§ **Text passage**:
-- begin --
Rob, great point to labor. I agree wholeheartedly. Very similar in that Americans have forgotten what early unions had to endure to get the bare bones like minimum wage and basic work safety. That is, until Bush rolled back much of those advances. :)

Bootleg Blogger said...

Good point about unions. One small town where I lived had a number of factories- stove foundries. I called on several old guys who would, if the topic came up, kind of brag that they'd kept the unions out. Then I'd open the gate for him since he was missing several fingers on one hand! Of course, the fact that we were surrounded by union towns may have had something to do with his ability to earn a good wage. The companies were only able to keep out unions with strong arm tactics at first and later paying well and providing benefits. If there hadn't been the threat of unionization no telling what conditions would have been like. Nowhere does that say that unions, or whatever you choose to substitute, are all good or don't have their drawbacks. Overall, though, I think we're all fortunate we're not the ones having to start them up. Later- BB

fightingpreacher said...

Streak, I just went to a WLM website and their objectives are quite different from those that you mention. One of the values that they are espouse are that of same sex relationships, etc. Now the stuff you mentioned I agree with, but I am afraid WLM doesnt represent that anymore.

Next, I dont believe the ACLU is evil, nor do I believe they are good.
-- end --
[Entries pointing to named objects]
-- begin --
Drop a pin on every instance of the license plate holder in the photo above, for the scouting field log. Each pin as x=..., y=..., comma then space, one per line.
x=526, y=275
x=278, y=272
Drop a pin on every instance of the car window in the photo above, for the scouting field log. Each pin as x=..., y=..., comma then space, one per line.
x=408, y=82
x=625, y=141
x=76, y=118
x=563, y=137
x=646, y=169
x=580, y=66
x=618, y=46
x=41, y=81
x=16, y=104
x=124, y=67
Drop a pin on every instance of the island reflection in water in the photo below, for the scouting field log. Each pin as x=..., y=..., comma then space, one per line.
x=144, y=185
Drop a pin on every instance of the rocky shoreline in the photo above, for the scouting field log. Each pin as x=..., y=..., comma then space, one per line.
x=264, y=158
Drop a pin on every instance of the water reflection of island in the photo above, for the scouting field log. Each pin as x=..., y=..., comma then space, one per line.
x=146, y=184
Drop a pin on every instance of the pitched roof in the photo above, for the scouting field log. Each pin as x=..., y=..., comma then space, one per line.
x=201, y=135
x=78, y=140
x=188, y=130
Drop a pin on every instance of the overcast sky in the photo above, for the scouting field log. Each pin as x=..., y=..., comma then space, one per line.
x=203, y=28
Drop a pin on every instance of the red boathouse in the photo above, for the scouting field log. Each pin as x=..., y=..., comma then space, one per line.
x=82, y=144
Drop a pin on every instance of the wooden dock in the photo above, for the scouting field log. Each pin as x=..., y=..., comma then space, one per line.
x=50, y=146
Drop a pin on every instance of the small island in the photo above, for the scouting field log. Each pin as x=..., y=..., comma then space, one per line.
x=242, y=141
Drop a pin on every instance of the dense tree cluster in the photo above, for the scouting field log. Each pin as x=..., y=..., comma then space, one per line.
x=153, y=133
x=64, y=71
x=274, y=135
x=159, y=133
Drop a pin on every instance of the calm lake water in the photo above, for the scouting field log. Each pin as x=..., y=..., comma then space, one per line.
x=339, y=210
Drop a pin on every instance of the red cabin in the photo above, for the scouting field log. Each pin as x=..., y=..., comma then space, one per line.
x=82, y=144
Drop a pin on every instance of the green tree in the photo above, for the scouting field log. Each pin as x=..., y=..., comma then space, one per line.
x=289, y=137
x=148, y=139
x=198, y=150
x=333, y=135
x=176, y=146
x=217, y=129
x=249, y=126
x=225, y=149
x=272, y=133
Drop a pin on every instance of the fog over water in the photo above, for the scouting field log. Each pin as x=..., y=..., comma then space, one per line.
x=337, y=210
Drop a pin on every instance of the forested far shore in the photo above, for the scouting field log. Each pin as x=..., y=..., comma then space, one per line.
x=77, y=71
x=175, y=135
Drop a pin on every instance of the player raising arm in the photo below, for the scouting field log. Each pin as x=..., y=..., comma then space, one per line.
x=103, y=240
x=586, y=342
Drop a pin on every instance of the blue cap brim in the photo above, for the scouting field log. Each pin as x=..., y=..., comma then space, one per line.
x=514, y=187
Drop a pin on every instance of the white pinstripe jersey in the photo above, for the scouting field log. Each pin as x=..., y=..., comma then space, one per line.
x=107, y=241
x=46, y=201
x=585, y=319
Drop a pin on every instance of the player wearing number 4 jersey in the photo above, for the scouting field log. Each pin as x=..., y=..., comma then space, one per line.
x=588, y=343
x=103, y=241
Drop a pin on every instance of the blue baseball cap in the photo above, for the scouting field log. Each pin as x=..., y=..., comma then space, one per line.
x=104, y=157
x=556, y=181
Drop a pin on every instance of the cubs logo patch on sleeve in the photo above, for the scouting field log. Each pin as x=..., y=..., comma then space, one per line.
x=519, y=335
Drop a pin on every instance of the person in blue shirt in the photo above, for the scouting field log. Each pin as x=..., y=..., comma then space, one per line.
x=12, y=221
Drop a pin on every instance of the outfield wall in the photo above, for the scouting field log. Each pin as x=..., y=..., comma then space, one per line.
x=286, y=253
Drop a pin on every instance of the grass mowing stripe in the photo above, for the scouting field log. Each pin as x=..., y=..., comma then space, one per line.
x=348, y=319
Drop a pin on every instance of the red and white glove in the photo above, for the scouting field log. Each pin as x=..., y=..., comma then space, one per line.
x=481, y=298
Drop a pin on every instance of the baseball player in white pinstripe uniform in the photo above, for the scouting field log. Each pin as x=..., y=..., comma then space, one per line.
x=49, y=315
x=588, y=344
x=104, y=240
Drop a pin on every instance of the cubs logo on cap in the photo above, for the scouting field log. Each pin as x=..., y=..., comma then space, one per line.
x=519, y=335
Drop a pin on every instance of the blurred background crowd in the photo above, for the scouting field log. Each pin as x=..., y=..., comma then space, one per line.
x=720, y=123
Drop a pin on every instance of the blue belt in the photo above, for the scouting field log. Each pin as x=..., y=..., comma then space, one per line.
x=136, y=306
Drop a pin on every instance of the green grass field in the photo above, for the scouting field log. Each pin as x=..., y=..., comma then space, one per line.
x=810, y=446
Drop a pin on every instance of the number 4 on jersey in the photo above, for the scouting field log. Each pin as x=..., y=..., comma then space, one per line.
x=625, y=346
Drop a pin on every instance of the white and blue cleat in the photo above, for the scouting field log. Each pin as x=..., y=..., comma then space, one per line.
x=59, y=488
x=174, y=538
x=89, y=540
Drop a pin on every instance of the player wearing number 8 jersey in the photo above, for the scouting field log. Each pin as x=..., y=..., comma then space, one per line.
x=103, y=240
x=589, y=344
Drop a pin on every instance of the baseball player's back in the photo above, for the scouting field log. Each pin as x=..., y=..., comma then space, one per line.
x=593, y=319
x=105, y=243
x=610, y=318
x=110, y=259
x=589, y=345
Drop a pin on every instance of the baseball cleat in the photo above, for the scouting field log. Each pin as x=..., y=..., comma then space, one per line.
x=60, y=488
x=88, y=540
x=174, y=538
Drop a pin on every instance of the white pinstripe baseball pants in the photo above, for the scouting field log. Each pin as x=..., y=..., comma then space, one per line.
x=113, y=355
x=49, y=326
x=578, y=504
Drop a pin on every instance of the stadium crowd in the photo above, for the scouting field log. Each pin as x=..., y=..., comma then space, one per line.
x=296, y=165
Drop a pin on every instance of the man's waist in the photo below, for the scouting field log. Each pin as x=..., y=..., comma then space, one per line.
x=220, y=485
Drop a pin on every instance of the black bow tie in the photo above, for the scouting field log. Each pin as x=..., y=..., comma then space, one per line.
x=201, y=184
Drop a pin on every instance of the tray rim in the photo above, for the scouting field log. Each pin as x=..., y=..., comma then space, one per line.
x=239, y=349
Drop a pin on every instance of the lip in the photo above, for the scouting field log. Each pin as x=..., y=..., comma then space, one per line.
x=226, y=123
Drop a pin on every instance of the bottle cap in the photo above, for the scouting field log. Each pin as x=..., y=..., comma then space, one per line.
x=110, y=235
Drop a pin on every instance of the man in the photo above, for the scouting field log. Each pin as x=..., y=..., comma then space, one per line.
-- end --
§ **Required tasks**:
**A.** List every abbreviation written in capital letters that appears in the comment thread on unions.
**B.** Answer these questions about the comment thread on unions, one per line:
(i) What kind of factories did the small town have?
(ii) Which two gains does the first comment say early unions had to endure hardship to win?
(iii) Where did fightingpreacher look to learn about WLM's objectives?
**C.** Carry on the comment thread on unions from its final sentence, keeping the same voice.

§ **Responses to the exercise**:
**A.** WLM, ACLU, BB

**B.**
(i) Stove foundries.
(ii) Minimum wage and basic work safety.
(iii) A WLM website.

**C.**
I dont listen to Christian Radio or music that often so pick a new one liner.

Thanks to the abuse of that Law now they are canceling male sports like wrestling. So you will get no support from me there. Should women be allowed to play sports...ABSOLUTELY. But that doesnt mean cancel mens sports that have been around for the last century.

fightingpreacher said...

BB, I know Brad and his wife. That is meant as respect. My wife is my co-equal and it is awesome to have her with me. I am sorry that you cant see that there is a man that his wife is important part of life. A part of his life he couldnt live without.

BB out of curosity are you married? I would think that this would be a complement to the WLM that their are men that dont believe that they could live without the wives who contribute so significantly to their lives!

Men by in large are not attending church with conservative estimates at like 50% with more realistic estimates at 70% of men are not attending across denominational lines (meaning from the catholics to the pentecostals to the baptists)

Well what if it isnt Manning up Jesus, but recoginizing that Jesus was a man! There are lots of things in church that dont reasonate with men. Very little of it actually has to do with Jesus. More to do with the way we conduct our services!

How about maybe that through the last couple of centuries we have made Jesus more female than male and we are trying to bring back an understanding that Jesus was a man and everything about him was male.

Maybe we should back up and have a honest discussion about what is masculinity from 2 persepectives. A biblical perspective and a secular perspective.

There is definitely a wussification of Jesus. He was never angry, etc.

BTW I did say that some of this is just boys wanting to hang with boys

fightingpreacher said...

BB I think you are right. When I went to a website for WLM it had nothing to do with the great things streak mentioned it was all about things that I think have nothing to do with Women being honored and treated with respect.

fightingpreacher said...

streak how do you link on the blog so I dont offend you again by posting entire articles?

fightingpreacher said...

Streak could you share what the tenants of the WLM are?

Streak said...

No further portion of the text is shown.